Data for this task
## START
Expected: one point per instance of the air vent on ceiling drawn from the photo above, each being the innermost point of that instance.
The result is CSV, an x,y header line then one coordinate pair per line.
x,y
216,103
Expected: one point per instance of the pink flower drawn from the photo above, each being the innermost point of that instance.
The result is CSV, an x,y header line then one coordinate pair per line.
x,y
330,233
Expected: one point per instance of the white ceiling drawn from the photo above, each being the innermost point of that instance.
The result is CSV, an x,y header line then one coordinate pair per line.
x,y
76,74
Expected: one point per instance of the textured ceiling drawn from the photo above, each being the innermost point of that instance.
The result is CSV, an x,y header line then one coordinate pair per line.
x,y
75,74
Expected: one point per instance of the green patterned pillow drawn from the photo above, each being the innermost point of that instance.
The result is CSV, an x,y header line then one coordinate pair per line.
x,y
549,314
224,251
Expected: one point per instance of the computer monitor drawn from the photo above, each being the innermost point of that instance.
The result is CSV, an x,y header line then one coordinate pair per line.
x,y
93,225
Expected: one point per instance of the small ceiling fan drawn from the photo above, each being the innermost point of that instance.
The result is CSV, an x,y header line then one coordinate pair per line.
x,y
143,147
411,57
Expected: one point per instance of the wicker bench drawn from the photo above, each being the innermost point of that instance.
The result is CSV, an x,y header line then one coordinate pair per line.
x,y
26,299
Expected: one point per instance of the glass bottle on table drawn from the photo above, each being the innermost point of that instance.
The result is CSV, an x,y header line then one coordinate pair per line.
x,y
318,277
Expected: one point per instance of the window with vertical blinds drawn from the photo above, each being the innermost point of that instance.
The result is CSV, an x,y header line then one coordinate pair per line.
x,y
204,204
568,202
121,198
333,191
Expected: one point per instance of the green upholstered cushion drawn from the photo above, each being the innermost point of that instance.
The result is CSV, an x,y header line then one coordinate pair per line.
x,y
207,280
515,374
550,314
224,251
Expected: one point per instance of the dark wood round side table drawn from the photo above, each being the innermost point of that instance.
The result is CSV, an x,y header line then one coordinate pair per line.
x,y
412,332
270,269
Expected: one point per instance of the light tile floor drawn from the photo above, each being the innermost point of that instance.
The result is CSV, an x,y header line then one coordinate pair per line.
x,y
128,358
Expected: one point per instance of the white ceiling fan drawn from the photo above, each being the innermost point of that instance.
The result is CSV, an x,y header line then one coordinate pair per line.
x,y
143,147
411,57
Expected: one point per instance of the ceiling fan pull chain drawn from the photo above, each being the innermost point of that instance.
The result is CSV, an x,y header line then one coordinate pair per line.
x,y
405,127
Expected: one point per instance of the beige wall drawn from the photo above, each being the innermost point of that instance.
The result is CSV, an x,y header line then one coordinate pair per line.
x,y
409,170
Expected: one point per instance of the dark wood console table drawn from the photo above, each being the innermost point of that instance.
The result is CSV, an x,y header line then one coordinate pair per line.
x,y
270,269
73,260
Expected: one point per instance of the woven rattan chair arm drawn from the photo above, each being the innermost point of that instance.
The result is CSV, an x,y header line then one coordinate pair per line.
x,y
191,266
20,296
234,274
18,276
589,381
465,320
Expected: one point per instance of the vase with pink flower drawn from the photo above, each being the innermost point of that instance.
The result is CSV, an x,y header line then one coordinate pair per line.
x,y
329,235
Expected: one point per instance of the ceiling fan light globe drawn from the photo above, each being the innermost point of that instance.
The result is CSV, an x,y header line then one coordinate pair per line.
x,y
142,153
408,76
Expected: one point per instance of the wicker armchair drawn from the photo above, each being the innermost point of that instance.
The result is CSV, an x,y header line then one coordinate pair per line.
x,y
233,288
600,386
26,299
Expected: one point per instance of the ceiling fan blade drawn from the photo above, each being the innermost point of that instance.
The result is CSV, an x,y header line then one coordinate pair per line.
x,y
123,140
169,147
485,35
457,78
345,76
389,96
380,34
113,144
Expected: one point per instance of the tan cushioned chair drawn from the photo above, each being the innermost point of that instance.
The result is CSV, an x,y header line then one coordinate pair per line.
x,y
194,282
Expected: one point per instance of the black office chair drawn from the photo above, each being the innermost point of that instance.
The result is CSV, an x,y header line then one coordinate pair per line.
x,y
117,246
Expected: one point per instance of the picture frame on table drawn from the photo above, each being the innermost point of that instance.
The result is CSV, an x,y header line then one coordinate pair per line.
## END
Aim
Starting at the line that contains "Expected: one point per instance of the ceiling fan light" and ending at the last line of the records, reproduce every line, requests included, and shift each x and y coordinate in the answers by adding 56.

Task output
Expected: one point per instance of the ceiling fan light globe drawn from the photo above, each being the innermost point of that instance.
The result is CSV, an x,y header line then one coordinate pair per line.
x,y
198,209
464,132
Expected: one point per instance of the wicker armchair drawn from the photo above, each being the innermost point of that instance.
The result is CSV, an x,y header line then one coordinate pair per line.
x,y
289,344
656,442
82,355
Expected: one point per instance of the ceiling fan blade drawn from the photo above, each being the innermost point of that instance.
The result is CSV, an x,y header line then one coordinate pair per line.
x,y
179,196
225,203
541,91
513,134
401,132
445,152
436,90
169,200
Expected: one point per instance of the tan cushioned chair drawn from the photo above, each being the innermost point of that instance.
The result is CSV, an x,y header line then one coordinate pair per line.
x,y
250,338
Expected: one point per instance of the black office chair drawn from the photo above, each being the innermost point of that instance.
The result is CSV, an x,y header line then one coordinate pair per line.
x,y
173,302
Expected: one point per instance of the picture frame on table drawn from the photo above, each being the innermost point of that instance.
The result is CSV, an x,y header line then one coordinate pair per line.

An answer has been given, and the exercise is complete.